- Task details -
Hand back each record exactly as you find it.

- Excerpted data -
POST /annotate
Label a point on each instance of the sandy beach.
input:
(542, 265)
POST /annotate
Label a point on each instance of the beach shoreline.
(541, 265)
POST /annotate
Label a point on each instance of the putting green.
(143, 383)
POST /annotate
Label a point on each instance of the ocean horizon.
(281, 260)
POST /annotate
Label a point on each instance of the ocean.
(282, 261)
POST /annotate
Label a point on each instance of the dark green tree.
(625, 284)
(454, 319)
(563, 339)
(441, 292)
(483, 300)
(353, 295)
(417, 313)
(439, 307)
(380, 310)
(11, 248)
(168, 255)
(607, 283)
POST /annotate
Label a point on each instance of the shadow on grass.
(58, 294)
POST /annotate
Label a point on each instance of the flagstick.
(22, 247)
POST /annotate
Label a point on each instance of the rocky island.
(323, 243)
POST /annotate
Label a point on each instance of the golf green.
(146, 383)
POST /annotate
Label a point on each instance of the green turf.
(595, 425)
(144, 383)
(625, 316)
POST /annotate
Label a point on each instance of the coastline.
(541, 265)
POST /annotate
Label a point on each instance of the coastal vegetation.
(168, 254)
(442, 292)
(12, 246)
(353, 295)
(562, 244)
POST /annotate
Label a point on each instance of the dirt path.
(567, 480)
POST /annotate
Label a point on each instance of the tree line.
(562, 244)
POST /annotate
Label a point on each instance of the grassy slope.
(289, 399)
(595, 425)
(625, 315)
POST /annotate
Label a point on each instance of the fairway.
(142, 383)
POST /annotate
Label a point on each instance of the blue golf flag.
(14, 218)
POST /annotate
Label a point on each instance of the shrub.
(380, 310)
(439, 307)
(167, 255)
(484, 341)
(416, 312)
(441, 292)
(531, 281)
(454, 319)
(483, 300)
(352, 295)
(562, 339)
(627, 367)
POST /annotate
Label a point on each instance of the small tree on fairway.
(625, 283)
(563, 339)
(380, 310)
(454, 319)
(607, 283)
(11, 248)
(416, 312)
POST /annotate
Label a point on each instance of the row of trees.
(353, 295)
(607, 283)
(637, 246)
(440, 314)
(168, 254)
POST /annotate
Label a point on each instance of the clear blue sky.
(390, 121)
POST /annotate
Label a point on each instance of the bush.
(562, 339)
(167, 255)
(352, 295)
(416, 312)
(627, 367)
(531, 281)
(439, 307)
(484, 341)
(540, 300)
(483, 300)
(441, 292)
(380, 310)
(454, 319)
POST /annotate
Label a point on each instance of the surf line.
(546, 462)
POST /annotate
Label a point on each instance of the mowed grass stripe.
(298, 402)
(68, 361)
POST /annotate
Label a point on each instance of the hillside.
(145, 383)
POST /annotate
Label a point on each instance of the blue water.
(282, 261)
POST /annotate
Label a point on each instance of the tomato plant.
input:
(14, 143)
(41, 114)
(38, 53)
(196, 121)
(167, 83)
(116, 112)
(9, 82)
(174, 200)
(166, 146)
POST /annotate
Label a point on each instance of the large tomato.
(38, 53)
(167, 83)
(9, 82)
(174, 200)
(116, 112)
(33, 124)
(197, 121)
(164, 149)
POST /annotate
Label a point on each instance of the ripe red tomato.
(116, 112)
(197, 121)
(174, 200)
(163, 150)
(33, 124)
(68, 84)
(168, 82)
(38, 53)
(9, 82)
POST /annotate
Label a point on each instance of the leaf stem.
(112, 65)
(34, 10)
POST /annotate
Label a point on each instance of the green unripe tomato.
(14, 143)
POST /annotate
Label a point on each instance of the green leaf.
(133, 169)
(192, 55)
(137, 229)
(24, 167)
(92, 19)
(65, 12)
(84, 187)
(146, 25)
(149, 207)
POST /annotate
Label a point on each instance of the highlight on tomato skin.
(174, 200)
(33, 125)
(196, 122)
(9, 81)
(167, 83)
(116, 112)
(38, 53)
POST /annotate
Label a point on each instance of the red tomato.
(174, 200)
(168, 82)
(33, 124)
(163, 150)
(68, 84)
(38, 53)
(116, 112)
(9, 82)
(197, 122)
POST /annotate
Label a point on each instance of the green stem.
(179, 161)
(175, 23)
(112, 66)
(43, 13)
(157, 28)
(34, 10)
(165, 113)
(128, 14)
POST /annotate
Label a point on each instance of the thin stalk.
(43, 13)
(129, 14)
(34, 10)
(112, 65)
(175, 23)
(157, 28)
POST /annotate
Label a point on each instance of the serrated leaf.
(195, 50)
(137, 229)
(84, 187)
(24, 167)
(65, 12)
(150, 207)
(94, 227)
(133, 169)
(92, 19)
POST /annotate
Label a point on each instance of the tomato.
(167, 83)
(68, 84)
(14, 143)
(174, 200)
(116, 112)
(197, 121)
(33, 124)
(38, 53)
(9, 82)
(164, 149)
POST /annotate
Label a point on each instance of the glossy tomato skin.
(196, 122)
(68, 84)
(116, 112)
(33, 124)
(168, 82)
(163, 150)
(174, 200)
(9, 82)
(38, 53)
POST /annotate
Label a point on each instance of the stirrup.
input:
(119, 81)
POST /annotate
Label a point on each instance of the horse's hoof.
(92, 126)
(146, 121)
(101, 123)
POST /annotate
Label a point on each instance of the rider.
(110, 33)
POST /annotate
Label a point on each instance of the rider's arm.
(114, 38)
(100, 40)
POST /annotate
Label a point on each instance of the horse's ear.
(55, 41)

- Answer section -
POST /annotate
Label a point on each instance of the sandy beach.
input:
(542, 265)
POST /annotate
Label a point on each instance of the beach shoreline.
(541, 265)
POST /annotate
Label a point on each instance of the putting green.
(143, 383)
POST /annotate
Label a point on each instance of the ocean horizon.
(281, 260)
POST /annotate
Label a point on each instance of the ocean.
(282, 261)
POST /annotate
Label a point on each instance of the dark green tree.
(625, 284)
(454, 319)
(563, 339)
(441, 292)
(483, 300)
(353, 295)
(417, 313)
(439, 307)
(380, 310)
(11, 248)
(168, 255)
(607, 283)
POST /annotate
Label a point on each instance of the shadow on grass.
(58, 294)
POST /annotate
Label a point on each instance of the flagstick.
(22, 247)
POST /annotate
Label a point on each instance of the rocky island.
(323, 243)
POST /annotate
Label a point on each instance of the golf green.
(146, 383)
POST /annotate
Label a point on each instance of the green turf.
(595, 425)
(144, 383)
(625, 316)
POST /annotate
Label a point on each instance of the coastline.
(541, 265)
POST /annotate
Label a point on each instance of the coastal vegetation.
(168, 254)
(442, 292)
(12, 246)
(353, 295)
(562, 244)
POST /annotate
Label a point on each instance of the dirt path.
(567, 480)
POST /annotate
Label a point on each instance of the tree line.
(562, 244)
POST /annotate
Label a point on each instance of the grassy slope.
(289, 399)
(595, 425)
(625, 315)
POST /annotate
Label a point on each instance of the fairway.
(142, 383)
POST /annotate
Label a point on each instance of the blue golf flag.
(14, 218)
POST /annotate
Label a point on each instance of the shrub.
(380, 310)
(439, 307)
(167, 255)
(484, 341)
(416, 312)
(441, 292)
(531, 281)
(454, 319)
(483, 300)
(352, 295)
(562, 339)
(627, 367)
POST /annotate
Label a point on each instance of the small tree on fairway.
(625, 283)
(563, 339)
(380, 310)
(454, 319)
(607, 283)
(11, 248)
(416, 312)
POST /annotate
Label a point on each instance of the row of trees.
(353, 295)
(607, 283)
(637, 246)
(440, 314)
(168, 254)
POST /annotate
Label a point on each instance of the clear blue sky.
(390, 121)
POST /annotate
Label a point on each instance of the bush.
(562, 339)
(167, 255)
(352, 295)
(416, 312)
(627, 367)
(531, 281)
(439, 307)
(484, 341)
(540, 300)
(483, 300)
(441, 292)
(380, 310)
(454, 319)
POST /annotate
Label a point on each instance of the surf line.
(546, 462)
POST /annotate
Label a point on each instance of the mowed grass stripe.
(298, 402)
(68, 361)
POST /annotate
Label a point on each instance of the hillside.
(145, 383)
POST /annotate
Label a point on each instance of the blue water.
(282, 261)
POST /annotate
Label a point on each instance of the tomato plant.
input:
(14, 143)
(41, 114)
(38, 53)
(196, 121)
(167, 83)
(116, 112)
(9, 82)
(174, 200)
(166, 146)
POST /annotate
Label a point on each instance of the large tomato.
(38, 53)
(167, 83)
(9, 82)
(174, 200)
(116, 112)
(33, 124)
(197, 121)
(164, 149)
POST /annotate
Label a point on each instance of the ripe red tomato.
(116, 112)
(197, 121)
(174, 200)
(163, 150)
(33, 124)
(68, 84)
(168, 82)
(38, 53)
(9, 82)
POST /annotate
Label a point on each instance of the leaf stem.
(112, 65)
(34, 10)
POST /annotate
Label a point on each instance of the green unripe tomato.
(14, 143)
POST /annotate
Label a point on each instance of the green leaf.
(133, 169)
(192, 55)
(137, 229)
(24, 167)
(92, 19)
(65, 12)
(84, 187)
(146, 25)
(149, 207)
POST /annotate
Label a point on each instance of the highlight on tomato skin.
(174, 200)
(33, 125)
(196, 122)
(9, 81)
(167, 83)
(116, 112)
(38, 53)
POST /annotate
Label a point on each instance of the red tomato.
(174, 200)
(168, 82)
(33, 124)
(163, 150)
(68, 84)
(38, 53)
(116, 112)
(9, 82)
(197, 122)
POST /annotate
Label a point on each instance of the green stem.
(179, 161)
(175, 23)
(112, 66)
(43, 13)
(157, 28)
(34, 10)
(165, 113)
(128, 14)
POST /annotate
Label a point on each instance of the thin stalk.
(43, 13)
(129, 14)
(34, 10)
(112, 65)
(175, 23)
(157, 28)
POST /annotate
Label a point on each instance of the serrated leaf.
(195, 50)
(137, 229)
(84, 187)
(24, 167)
(65, 12)
(150, 207)
(94, 227)
(133, 169)
(92, 19)
POST /annotate
Label a point on each instance of the tomato.
(167, 83)
(68, 84)
(14, 143)
(174, 200)
(116, 112)
(197, 121)
(33, 124)
(38, 53)
(9, 82)
(164, 149)
POST /annotate
Label a point on each instance of the glossy tomato skin.
(196, 122)
(68, 84)
(116, 112)
(33, 124)
(168, 82)
(163, 150)
(174, 200)
(9, 82)
(38, 53)
POST /annotate
Label a point on each instance of the stirrup.
input:
(119, 81)
POST /annotate
Label a point on each instance of the horse's hoof.
(92, 126)
(146, 121)
(101, 123)
POST /annotate
Label a point on each instance of the rider.
(110, 33)
POST /annotate
Label a point on each instance of the rider's arm.
(114, 38)
(100, 40)
POST /annotate
Label a point on each instance of the horse's ear.
(55, 41)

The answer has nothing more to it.